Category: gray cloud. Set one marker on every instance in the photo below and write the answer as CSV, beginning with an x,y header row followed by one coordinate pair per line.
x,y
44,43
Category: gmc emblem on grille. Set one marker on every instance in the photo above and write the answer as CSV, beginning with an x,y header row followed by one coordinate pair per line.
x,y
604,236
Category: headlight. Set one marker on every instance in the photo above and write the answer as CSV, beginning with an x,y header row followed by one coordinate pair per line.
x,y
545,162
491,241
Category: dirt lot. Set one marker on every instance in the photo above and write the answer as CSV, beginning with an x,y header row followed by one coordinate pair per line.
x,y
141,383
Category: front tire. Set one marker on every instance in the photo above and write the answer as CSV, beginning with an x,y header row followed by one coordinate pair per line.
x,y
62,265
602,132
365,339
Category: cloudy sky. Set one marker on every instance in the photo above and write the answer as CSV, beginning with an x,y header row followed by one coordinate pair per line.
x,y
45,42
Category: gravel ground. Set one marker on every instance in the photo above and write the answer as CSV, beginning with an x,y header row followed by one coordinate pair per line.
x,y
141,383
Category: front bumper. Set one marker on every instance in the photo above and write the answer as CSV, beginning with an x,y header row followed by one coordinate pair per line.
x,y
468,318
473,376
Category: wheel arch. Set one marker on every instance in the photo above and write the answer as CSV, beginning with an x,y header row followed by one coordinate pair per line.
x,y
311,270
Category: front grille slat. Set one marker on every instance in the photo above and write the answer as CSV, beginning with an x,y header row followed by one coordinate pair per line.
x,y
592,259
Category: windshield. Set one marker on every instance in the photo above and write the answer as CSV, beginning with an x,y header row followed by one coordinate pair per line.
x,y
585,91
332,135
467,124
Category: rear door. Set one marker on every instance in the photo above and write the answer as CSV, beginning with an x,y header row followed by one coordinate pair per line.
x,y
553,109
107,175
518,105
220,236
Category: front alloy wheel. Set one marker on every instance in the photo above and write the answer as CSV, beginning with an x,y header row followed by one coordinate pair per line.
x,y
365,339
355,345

### What to produce
Quote every record above exactly.

### Response below
Category: gray cloud. Set one marker on every instance in the photo below and write the answer as CSV, beginning with an x,y header row followed by one coordinate pair per line.
x,y
44,43
Category: gmc emblem on grille. Set one marker on every instance in the photo above and write the answer as CSV, beginning with an x,y header row followed by one coordinate pair per line.
x,y
604,236
Category: headlight. Set one marker on every instance in the photo above and write the answer as CSV, beginning with an x,y header row followed by one coordinate pair per line.
x,y
545,162
491,241
Category: dirt lot. Set one marker on every instance in the photo above and write the answer as CSV, beginning with an x,y header row followed by one coordinate pair per line.
x,y
141,383
Category: front tire. Set one marker on every instance in the photo above and write the answer as CSV, beginning with an x,y header row followed by one coordinate pair per line.
x,y
62,265
602,132
365,339
Category: cloudy sky. Set one marker on every instance in the photo above and write the answer as CSV, beginning with an x,y header row followed by one coordinate pair per line.
x,y
45,42
Category: gravel ground. Set one marker on every instance in the photo above and write the answer as CSV, beginning with an x,y header row followed by one coordinate pair per line.
x,y
141,383
Category: front bumper. Set one marker on every instance in the photo above and write the answer as CSV, beginning with an x,y header row followed by one coordinate pair per line.
x,y
468,318
473,376
Category: wheel arch. Set one marker on every instance in the photo above and write the answer as CSV, beginning with an x,y header row followed by one coordinate pair per line.
x,y
311,270
Category: front grille slat. Set one marker on every instance in the photo above and write the answer as CSV, beginning with an x,y header row followed by one coordinate pair per line.
x,y
592,259
Category: windshield. Set one marker on every instance in the photo above and write the answer as CSV, beginning with an x,y header row followed by one coordinate pair per line.
x,y
585,91
332,135
467,124
Category: rear door. Set one marker on every instance in the photo above and write the answer as CSV, beginning with an x,y header row followed by one coordinate pair per line.
x,y
553,109
107,175
518,105
220,236
Category: front alloy wheel. Set one marker on every instance in the photo above and write the answer as CSV, beginning with an x,y header row followed by one coordinate pair per line.
x,y
365,339
355,345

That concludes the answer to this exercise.